= Document text =
In the 1996 St. Petersburg elections, Putin headed the election headquarters for incumbent Mayor Anatolii Sobchak, who lost to Yakovlev, his former first deputy. At the time, Putin publicly referred to Yakovlev as a "Judas" for running against his former mentor. Four years later, after he had risen to the highest office in the land, Putin found himself in a position to even an old score, and he tried to replace Yakovlev with his own candidate, then-Deputy Prime Minister Valentina Matvienko.
However, when it was clear that she couldn't win, Putin recalled her a month before the election was held. It might have appeared that Putin had simply accepted his inability to oust Yakovlev and reached a kind of understanding with him in exchange for Yakovlev's public demonstrations of loyalty.
But appearances can be deceiving. Less than a week after the 2000 election in St. Petersburg, Putin tapped Federal Security Service (FSB) General Viktor Cherkesov to serve as his presidential envoy to the Northwest Federal District. From the very beginning, Cherkesov entered into a struggle with Yakovlev and his team. The results of his activities were the resignations of a series of key players in Yakovlev's administration and the launching of a criminal investigation against them on various charges. On the eve of the city's 300th anniversary celebration, when enough "kompromat" on Yakovlev had apparently been gathered to compel him to resign, Matvienko took over Cherkesov's post. And last week, Matvienko announced her candidacy for Yakovlev's former seat.
Backing Matvienko in the 2000 St. Petersburg race was not the first time the Kremlin had participated in a regional election. In December 1999, Sergei Kirienko, who was later named presidential envoy to the Volga Federal District, was the Kremlin's candidate in the Moscow mayoral race. He was then a high-profile former prime minister and a leader of the Union of Rightist Forces (SPS). He participated in the race not so much to achieve victory as to reshape the SPS and intimidate incumbent Moscow Mayor Yurii Luzhkov, who was then in opposition to the Kremlin. Kirienko received just 11 percent of the vote, which was an even more meager show of popularity than Matvienko was polling on the eve of voting in St. Petersburg in 2000. Nevertheless, the Kremlin managed to impress upon Luzhkov that he was not invulnerable.
By pushing Matvienko forward a second time, the Kremlin is not simply acknowledging that the first time around Putin wanted more than simply to pressure Yakovlev. He actually wanted to get rid of Yakovlev and failed. Moreover, many analysts concur that unless Yakovlev resigned early and a special election was held at short notice, the Kremlin might well lose again. It would seem, therefore, that the Kremlin has finally achieved what it couldn't four years ago. But the election of Matvienko under such conditions would certainly appear to be purely a result of political machinations, while her defeat could be perceived as a public failure for the Kremlin's failure.

= Task objective =
Reproduce the stretch of the St. Petersburg elections text from "In the 1996" through "demonstrations of loyalty.", word for word.

= Raw data =
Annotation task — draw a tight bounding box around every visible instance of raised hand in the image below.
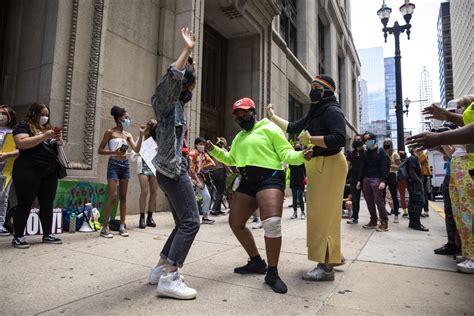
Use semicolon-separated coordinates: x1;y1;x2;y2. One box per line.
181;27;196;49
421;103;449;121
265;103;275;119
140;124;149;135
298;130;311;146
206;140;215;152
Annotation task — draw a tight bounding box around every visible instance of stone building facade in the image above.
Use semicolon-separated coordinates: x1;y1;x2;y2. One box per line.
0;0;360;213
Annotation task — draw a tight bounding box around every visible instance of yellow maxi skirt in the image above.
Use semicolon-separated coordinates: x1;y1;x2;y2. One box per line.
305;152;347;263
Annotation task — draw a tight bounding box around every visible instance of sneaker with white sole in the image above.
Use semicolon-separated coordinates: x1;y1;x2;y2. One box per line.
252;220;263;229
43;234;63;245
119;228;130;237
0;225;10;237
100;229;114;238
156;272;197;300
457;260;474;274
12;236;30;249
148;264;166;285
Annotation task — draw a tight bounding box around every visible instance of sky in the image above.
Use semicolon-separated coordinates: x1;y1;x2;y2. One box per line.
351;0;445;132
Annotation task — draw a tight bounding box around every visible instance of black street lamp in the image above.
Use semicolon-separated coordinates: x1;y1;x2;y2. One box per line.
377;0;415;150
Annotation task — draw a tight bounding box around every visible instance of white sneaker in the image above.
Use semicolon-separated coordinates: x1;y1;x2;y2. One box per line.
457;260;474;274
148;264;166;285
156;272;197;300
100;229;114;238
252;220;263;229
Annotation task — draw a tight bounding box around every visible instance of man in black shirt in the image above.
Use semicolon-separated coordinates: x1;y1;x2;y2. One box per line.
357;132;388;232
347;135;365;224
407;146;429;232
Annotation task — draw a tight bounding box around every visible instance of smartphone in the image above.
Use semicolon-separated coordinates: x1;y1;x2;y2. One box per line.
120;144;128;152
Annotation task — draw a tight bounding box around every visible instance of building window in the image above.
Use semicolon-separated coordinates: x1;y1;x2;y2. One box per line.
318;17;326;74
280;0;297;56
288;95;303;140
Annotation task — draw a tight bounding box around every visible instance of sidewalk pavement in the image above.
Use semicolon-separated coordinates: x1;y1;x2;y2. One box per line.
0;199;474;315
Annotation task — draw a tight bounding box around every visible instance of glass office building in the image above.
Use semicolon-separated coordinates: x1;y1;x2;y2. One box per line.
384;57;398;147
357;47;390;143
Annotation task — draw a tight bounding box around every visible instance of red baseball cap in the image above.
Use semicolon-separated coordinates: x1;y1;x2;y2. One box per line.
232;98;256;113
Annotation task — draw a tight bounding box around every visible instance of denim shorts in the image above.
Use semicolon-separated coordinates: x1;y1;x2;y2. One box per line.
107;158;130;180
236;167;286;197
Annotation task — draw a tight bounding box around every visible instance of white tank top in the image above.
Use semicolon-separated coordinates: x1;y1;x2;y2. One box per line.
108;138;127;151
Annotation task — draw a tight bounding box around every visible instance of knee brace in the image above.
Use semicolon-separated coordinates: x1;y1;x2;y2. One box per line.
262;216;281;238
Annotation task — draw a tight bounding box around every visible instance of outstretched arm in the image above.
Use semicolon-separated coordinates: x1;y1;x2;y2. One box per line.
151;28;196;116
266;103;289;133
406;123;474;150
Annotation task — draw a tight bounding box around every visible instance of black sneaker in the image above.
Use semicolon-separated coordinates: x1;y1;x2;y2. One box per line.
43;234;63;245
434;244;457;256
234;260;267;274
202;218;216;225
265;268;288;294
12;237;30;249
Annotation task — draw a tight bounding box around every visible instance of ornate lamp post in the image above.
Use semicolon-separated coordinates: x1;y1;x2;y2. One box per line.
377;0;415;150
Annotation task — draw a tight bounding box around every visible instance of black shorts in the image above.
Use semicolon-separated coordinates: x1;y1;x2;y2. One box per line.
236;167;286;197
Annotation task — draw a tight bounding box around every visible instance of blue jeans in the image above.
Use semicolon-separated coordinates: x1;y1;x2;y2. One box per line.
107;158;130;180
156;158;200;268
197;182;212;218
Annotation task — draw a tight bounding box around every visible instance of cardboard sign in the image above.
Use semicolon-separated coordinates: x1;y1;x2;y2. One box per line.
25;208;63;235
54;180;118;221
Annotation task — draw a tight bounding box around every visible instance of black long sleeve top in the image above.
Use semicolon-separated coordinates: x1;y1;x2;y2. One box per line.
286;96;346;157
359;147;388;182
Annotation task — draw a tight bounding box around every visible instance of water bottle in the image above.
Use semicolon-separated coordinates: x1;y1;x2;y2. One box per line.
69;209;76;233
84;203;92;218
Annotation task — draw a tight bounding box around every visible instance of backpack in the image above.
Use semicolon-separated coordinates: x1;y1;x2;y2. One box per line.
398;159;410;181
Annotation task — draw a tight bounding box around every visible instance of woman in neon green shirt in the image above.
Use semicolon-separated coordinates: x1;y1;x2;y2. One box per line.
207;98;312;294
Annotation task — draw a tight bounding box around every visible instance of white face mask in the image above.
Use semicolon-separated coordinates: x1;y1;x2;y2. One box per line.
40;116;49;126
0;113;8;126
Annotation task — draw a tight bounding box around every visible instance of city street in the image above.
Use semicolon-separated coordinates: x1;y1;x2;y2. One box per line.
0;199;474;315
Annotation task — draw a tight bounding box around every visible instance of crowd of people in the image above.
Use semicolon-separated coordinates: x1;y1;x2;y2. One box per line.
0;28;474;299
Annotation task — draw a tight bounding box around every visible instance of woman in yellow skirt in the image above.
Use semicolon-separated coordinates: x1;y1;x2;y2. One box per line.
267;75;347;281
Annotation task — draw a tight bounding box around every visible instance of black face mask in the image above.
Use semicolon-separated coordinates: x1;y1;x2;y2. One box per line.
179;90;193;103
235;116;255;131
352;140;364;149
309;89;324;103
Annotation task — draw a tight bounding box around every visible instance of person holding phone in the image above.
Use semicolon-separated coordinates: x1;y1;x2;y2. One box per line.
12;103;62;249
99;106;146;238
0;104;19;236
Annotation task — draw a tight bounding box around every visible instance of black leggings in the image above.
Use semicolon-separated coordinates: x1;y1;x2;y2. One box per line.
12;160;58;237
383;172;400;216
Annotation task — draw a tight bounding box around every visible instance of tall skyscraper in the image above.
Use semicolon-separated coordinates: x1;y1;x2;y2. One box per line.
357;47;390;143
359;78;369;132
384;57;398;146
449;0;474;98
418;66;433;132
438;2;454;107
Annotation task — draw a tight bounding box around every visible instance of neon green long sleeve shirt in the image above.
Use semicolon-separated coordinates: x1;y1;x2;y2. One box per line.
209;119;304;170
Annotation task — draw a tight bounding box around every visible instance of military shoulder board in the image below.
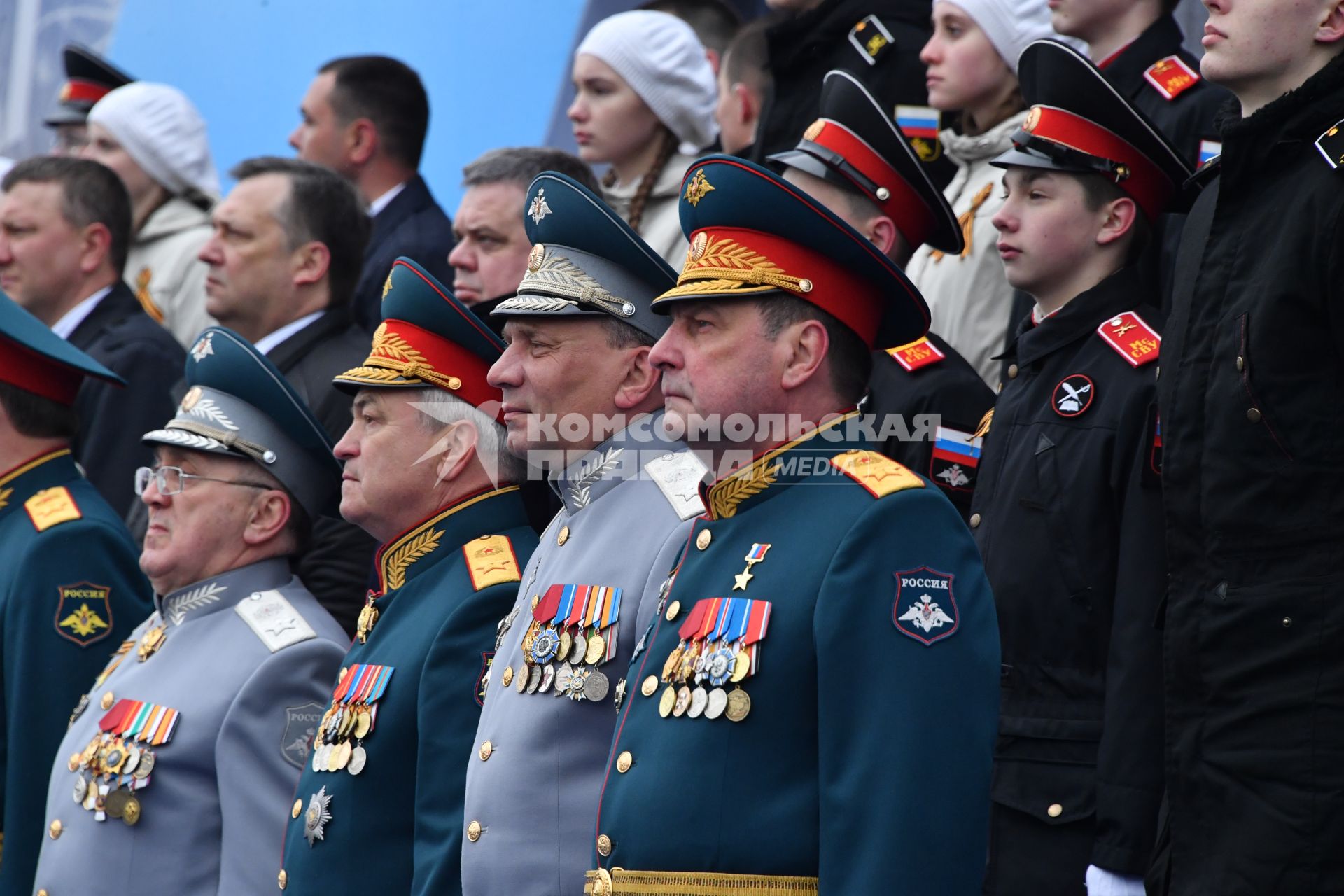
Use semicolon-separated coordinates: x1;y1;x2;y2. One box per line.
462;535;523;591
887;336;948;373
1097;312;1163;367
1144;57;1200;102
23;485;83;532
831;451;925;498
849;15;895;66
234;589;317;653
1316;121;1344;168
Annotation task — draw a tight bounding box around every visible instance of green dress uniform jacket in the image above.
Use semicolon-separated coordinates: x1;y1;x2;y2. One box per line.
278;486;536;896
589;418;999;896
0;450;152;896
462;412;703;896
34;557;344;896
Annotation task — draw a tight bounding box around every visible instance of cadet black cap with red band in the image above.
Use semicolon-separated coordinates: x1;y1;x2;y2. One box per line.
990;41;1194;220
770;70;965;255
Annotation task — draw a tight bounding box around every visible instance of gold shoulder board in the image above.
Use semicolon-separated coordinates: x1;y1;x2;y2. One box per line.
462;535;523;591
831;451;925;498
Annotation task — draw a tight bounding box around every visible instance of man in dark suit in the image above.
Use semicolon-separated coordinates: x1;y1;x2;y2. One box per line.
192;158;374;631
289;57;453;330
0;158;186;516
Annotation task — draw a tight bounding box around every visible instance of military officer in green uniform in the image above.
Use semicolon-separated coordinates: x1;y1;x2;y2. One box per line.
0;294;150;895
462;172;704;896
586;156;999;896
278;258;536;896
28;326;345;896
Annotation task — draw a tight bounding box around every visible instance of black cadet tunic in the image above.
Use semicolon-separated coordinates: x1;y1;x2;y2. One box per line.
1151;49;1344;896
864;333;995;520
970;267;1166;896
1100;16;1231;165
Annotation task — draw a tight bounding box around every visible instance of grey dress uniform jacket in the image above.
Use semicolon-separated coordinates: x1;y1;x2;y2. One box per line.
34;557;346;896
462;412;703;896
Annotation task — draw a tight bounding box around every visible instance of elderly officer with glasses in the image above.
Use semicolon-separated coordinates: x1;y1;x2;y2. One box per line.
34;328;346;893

= Task solution =
In the 1996 St. Petersburg elections, Putin headed the election headquarters for incumbent Mayor Anatolii Sobchak, who lost to Yakovlev, his former first deputy. At the time, Putin publicly referred to Yakovlev as a "Judas" for running against his former mentor. Four years later, after he had risen to the highest office in the land, Putin found himself in a position to even an old score, and he tried to replace Yakovlev with his own candidate, then-Deputy Prime Minister Valentina Matvienko.
However, when it was clear that she couldn't win, Putin recalled her a month before the election was held. It might have appeared that Putin had simply accepted his inability to oust Yakovlev and reached a kind of understanding with him in exchange for Yakovlev's public demonstrations of loyalty.